Task statement. Reproduce every one of the following rows verbatim, with no changes of any kind.

[Saved entries]
::::

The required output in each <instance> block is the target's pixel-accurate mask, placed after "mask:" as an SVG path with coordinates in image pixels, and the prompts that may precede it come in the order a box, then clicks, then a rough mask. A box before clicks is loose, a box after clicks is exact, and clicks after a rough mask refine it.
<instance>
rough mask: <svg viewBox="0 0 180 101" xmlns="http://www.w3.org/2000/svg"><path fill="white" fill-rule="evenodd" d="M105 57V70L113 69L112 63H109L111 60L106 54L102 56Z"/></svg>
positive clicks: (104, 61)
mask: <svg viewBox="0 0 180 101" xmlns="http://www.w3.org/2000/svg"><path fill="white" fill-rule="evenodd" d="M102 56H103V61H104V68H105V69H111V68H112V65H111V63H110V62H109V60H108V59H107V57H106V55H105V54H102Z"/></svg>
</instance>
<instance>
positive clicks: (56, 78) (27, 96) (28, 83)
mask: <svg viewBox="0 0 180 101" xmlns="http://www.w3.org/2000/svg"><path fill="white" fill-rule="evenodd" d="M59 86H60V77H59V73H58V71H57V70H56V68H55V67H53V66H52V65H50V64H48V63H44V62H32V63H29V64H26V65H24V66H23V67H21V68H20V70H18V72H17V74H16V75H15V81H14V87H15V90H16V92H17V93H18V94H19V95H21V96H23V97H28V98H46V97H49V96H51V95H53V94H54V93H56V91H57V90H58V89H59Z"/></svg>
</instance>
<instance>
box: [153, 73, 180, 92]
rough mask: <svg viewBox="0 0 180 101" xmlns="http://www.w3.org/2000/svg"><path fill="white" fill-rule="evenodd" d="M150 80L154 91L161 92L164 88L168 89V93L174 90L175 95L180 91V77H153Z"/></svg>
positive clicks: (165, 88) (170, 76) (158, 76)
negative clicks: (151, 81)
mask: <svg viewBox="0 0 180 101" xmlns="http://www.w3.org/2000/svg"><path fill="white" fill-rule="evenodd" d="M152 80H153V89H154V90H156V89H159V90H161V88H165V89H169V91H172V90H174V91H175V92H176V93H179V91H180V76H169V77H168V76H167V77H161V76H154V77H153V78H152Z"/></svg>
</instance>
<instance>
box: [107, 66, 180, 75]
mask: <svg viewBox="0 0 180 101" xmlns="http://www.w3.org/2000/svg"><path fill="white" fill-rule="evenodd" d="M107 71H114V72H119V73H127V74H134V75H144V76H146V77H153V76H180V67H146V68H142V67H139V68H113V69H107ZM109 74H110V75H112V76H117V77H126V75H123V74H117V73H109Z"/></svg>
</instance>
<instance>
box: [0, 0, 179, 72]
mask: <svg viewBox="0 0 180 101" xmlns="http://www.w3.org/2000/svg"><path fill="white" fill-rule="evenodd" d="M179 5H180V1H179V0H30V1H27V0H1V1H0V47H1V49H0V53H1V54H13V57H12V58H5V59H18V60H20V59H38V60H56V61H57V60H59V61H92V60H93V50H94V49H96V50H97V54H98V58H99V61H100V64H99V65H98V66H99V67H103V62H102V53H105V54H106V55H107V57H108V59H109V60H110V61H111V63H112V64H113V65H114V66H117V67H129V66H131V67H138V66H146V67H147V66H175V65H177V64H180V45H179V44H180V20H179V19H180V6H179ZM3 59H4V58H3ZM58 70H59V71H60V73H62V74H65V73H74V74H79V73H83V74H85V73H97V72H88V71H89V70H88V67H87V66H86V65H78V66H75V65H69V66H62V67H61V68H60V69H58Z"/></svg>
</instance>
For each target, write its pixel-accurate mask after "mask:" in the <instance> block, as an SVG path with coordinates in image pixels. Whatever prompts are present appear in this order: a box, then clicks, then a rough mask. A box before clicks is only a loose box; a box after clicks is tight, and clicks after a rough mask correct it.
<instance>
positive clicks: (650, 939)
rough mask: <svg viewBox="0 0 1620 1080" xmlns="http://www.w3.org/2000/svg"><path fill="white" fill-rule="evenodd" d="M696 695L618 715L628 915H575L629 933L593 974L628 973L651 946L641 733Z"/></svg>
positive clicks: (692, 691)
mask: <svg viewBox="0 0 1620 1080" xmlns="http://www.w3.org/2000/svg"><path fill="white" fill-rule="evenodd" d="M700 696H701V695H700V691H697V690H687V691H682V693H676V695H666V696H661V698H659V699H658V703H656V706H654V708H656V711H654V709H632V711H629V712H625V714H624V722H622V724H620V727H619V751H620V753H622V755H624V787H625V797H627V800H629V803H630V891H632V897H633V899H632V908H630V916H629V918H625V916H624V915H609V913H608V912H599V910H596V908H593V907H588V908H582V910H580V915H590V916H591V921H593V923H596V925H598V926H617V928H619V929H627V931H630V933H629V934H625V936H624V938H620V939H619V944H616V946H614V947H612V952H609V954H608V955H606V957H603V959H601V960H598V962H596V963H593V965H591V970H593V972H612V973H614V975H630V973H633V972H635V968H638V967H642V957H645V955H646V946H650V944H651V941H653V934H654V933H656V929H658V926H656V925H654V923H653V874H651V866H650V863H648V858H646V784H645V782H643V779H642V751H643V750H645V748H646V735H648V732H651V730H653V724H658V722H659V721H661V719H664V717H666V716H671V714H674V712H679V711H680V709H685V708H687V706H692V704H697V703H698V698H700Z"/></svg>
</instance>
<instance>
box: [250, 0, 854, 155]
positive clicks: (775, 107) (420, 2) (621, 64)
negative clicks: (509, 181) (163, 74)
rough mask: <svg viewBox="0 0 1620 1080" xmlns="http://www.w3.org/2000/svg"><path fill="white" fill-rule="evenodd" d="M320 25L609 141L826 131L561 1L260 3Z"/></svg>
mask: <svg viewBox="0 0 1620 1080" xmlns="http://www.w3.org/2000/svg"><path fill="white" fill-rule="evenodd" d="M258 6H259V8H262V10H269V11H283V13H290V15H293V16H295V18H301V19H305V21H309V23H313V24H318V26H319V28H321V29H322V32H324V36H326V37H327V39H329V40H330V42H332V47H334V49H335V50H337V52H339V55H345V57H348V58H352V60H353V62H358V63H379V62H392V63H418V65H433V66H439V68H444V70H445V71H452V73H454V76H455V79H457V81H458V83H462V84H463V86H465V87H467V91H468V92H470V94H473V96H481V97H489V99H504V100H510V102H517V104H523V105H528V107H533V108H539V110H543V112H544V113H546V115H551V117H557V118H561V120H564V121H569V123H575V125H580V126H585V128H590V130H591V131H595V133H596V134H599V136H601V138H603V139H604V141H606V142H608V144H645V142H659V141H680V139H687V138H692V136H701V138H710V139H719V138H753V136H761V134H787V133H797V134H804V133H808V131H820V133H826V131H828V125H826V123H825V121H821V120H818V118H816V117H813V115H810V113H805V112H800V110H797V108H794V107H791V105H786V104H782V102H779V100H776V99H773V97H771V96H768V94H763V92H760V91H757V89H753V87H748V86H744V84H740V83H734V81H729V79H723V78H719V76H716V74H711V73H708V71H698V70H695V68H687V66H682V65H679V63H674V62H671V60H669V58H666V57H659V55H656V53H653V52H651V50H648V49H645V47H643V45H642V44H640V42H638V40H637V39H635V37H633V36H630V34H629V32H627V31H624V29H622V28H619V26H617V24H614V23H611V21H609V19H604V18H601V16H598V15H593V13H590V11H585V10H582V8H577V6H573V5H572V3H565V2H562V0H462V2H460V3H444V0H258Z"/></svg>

::::

Problem solution.
The required output in each <instance> block is the target's pixel-accurate mask, placed after "mask:" as an SVG path with coordinates in image pixels, and the prompts that may precede it come in the order a box, then clicks, then a rough mask. A box before clicks is loose, a box after clicks is exact, and clicks after a rough mask refine it.
<instance>
rough mask: <svg viewBox="0 0 180 101" xmlns="http://www.w3.org/2000/svg"><path fill="white" fill-rule="evenodd" d="M105 57V70L113 69L112 63H109L111 60L106 54L102 56Z"/></svg>
positive clicks: (104, 61)
mask: <svg viewBox="0 0 180 101" xmlns="http://www.w3.org/2000/svg"><path fill="white" fill-rule="evenodd" d="M102 56H103V61H104V68H105V69H111V68H112V65H111V63H110V62H109V60H108V59H107V57H106V55H105V54H102Z"/></svg>
</instance>
<instance>
positive clicks: (56, 78) (27, 96) (28, 83)
mask: <svg viewBox="0 0 180 101" xmlns="http://www.w3.org/2000/svg"><path fill="white" fill-rule="evenodd" d="M59 86H60V77H59V73H58V71H57V70H56V68H55V67H53V66H52V65H50V64H48V63H44V62H32V63H29V64H26V65H24V66H23V67H21V68H20V70H18V72H17V74H16V75H15V81H14V87H15V90H16V92H17V93H18V94H19V95H21V96H23V97H28V98H46V97H49V96H51V95H53V94H54V93H56V91H57V90H58V89H59Z"/></svg>
</instance>
<instance>
box: [153, 73, 180, 92]
rough mask: <svg viewBox="0 0 180 101" xmlns="http://www.w3.org/2000/svg"><path fill="white" fill-rule="evenodd" d="M150 80L154 91L161 92L164 88L168 89V93L174 90L175 95L180 91V77H153Z"/></svg>
positive clicks: (165, 88) (170, 76) (158, 76)
negative clicks: (151, 81)
mask: <svg viewBox="0 0 180 101" xmlns="http://www.w3.org/2000/svg"><path fill="white" fill-rule="evenodd" d="M152 80H153V89H154V90H156V89H159V90H161V88H165V89H169V91H172V90H174V91H175V92H176V93H179V91H180V76H169V77H168V76H167V77H161V76H154V77H153V78H152Z"/></svg>
</instance>
<instance>
box: [107, 66, 180, 75]
mask: <svg viewBox="0 0 180 101" xmlns="http://www.w3.org/2000/svg"><path fill="white" fill-rule="evenodd" d="M107 71H114V72H119V73H127V74H134V75H144V76H146V77H153V76H180V67H146V68H142V67H139V68H113V69H107ZM109 74H110V75H112V76H117V77H126V75H123V74H117V73H109Z"/></svg>
</instance>
<instance>
box: [0, 0, 179, 72]
mask: <svg viewBox="0 0 180 101" xmlns="http://www.w3.org/2000/svg"><path fill="white" fill-rule="evenodd" d="M179 5H180V1H179V0H30V1H27V0H1V1H0V47H1V49H0V53H1V54H13V57H12V58H5V59H18V60H20V59H38V60H56V61H57V60H59V61H92V60H93V50H94V49H96V50H97V54H98V58H99V61H100V64H99V65H98V66H99V67H103V62H102V53H105V54H106V55H107V57H108V59H109V60H110V61H111V63H112V64H113V65H114V66H117V67H129V66H131V67H138V66H146V67H147V66H175V65H177V64H180V45H179V44H180V20H179V19H180V6H179ZM3 59H4V58H3ZM58 70H59V71H60V73H62V74H65V73H74V74H79V73H83V74H85V73H97V72H88V71H89V70H88V67H87V66H86V65H78V66H75V65H69V66H62V67H61V68H60V69H58Z"/></svg>
</instance>
For each target, write its pixel-accurate mask after "mask:" in the <instance> block, as an SVG path with coordinates in image pixels. Whatever prompts are present appear in this order: a box, then clicks, then a rough mask. A box before clicks is only a loose box; a box after clicks is tight, and clicks after a rough mask correct it.
<instance>
positive clicks: (650, 939)
rough mask: <svg viewBox="0 0 1620 1080" xmlns="http://www.w3.org/2000/svg"><path fill="white" fill-rule="evenodd" d="M696 695L618 715L628 915H575L629 933L593 974L628 973L651 946L641 733Z"/></svg>
positive clicks: (692, 691)
mask: <svg viewBox="0 0 1620 1080" xmlns="http://www.w3.org/2000/svg"><path fill="white" fill-rule="evenodd" d="M700 696H701V695H700V691H697V690H687V691H682V693H676V695H666V696H661V698H659V699H658V703H656V706H654V708H656V711H654V709H632V711H629V712H625V714H624V722H622V724H620V727H619V751H620V753H622V755H624V787H625V797H627V800H629V803H630V891H632V897H633V899H632V908H630V916H629V918H625V916H624V915H609V913H608V912H599V910H596V908H593V907H588V908H582V910H580V915H590V916H591V921H593V923H596V925H598V926H617V928H619V929H627V931H630V933H629V934H625V936H624V938H620V939H619V944H616V946H614V947H612V952H609V954H608V955H606V957H603V959H601V960H598V962H596V963H593V965H591V970H593V972H612V973H614V975H630V973H633V972H635V968H638V967H642V957H645V955H646V946H650V944H651V941H653V934H654V933H656V929H658V926H656V925H654V923H653V874H651V866H650V863H648V858H646V784H645V782H643V779H642V751H643V750H645V748H646V735H648V732H651V730H653V724H658V722H659V721H661V719H664V717H666V716H671V714H674V712H679V711H680V709H685V708H687V706H692V704H697V703H698V698H700Z"/></svg>
</instance>
<instance>
box: [250, 0, 854, 155]
positive clicks: (775, 107) (420, 2) (621, 64)
negative clicks: (509, 181) (163, 74)
rough mask: <svg viewBox="0 0 1620 1080" xmlns="http://www.w3.org/2000/svg"><path fill="white" fill-rule="evenodd" d="M320 25L609 141L826 131L561 1L260 3Z"/></svg>
mask: <svg viewBox="0 0 1620 1080" xmlns="http://www.w3.org/2000/svg"><path fill="white" fill-rule="evenodd" d="M258 6H259V8H262V10H269V11H283V13H290V15H293V16H295V18H301V19H305V21H309V23H313V24H318V26H319V28H321V29H322V32H324V36H326V37H327V39H329V40H330V42H332V47H334V49H335V50H337V52H339V55H345V57H348V58H352V60H353V62H358V63H379V62H392V63H418V65H433V66H439V68H444V70H445V71H452V73H454V76H455V79H457V81H458V83H462V84H463V86H465V87H467V91H468V92H470V94H473V96H481V97H489V99H504V100H510V102H517V104H523V105H528V107H533V108H539V110H543V112H544V113H546V115H551V117H557V118H561V120H564V121H569V123H575V125H580V126H585V128H590V130H591V131H595V133H596V134H599V136H601V138H603V139H604V141H606V142H608V144H645V142H659V141H680V139H687V138H692V136H701V138H710V139H719V138H753V136H761V134H787V133H797V134H804V133H808V131H820V133H826V131H828V125H826V123H825V121H821V120H818V118H816V117H813V115H810V113H805V112H800V110H797V108H794V107H791V105H786V104H782V102H779V100H776V99H773V97H771V96H768V94H763V92H760V91H757V89H753V87H748V86H744V84H740V83H734V81H729V79H723V78H719V76H716V74H711V73H708V71H698V70H695V68H687V66H682V65H679V63H674V62H671V60H669V58H666V57H659V55H656V53H653V52H651V50H648V49H645V47H643V45H642V44H640V42H638V40H637V39H635V37H633V36H630V34H629V32H627V31H624V29H622V28H619V26H617V24H614V23H611V21H609V19H604V18H601V16H598V15H593V13H590V11H585V10H582V8H577V6H573V5H572V3H565V2H562V0H462V2H460V3H444V0H258Z"/></svg>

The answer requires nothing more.